* _Goal_
Extract every line in the rows below that contains the string "grass", copying each one unchanged.

* _Given data_

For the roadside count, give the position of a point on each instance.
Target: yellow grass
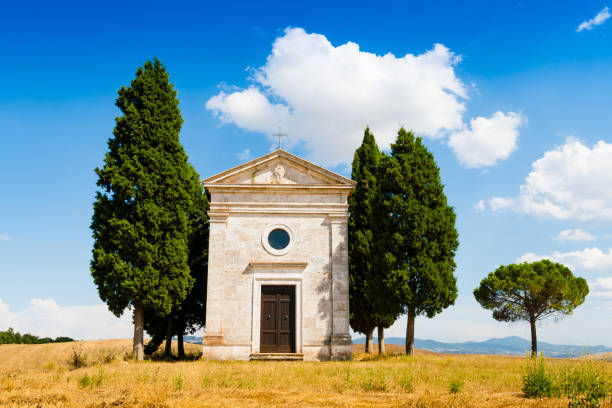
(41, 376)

==

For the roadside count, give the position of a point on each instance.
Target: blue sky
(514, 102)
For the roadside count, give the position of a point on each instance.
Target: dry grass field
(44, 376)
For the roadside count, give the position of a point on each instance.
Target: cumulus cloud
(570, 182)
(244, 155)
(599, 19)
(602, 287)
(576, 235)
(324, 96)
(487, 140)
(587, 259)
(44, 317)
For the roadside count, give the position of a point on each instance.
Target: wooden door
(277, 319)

* _Exercise result_
Target: yellow grass
Target: dry grass field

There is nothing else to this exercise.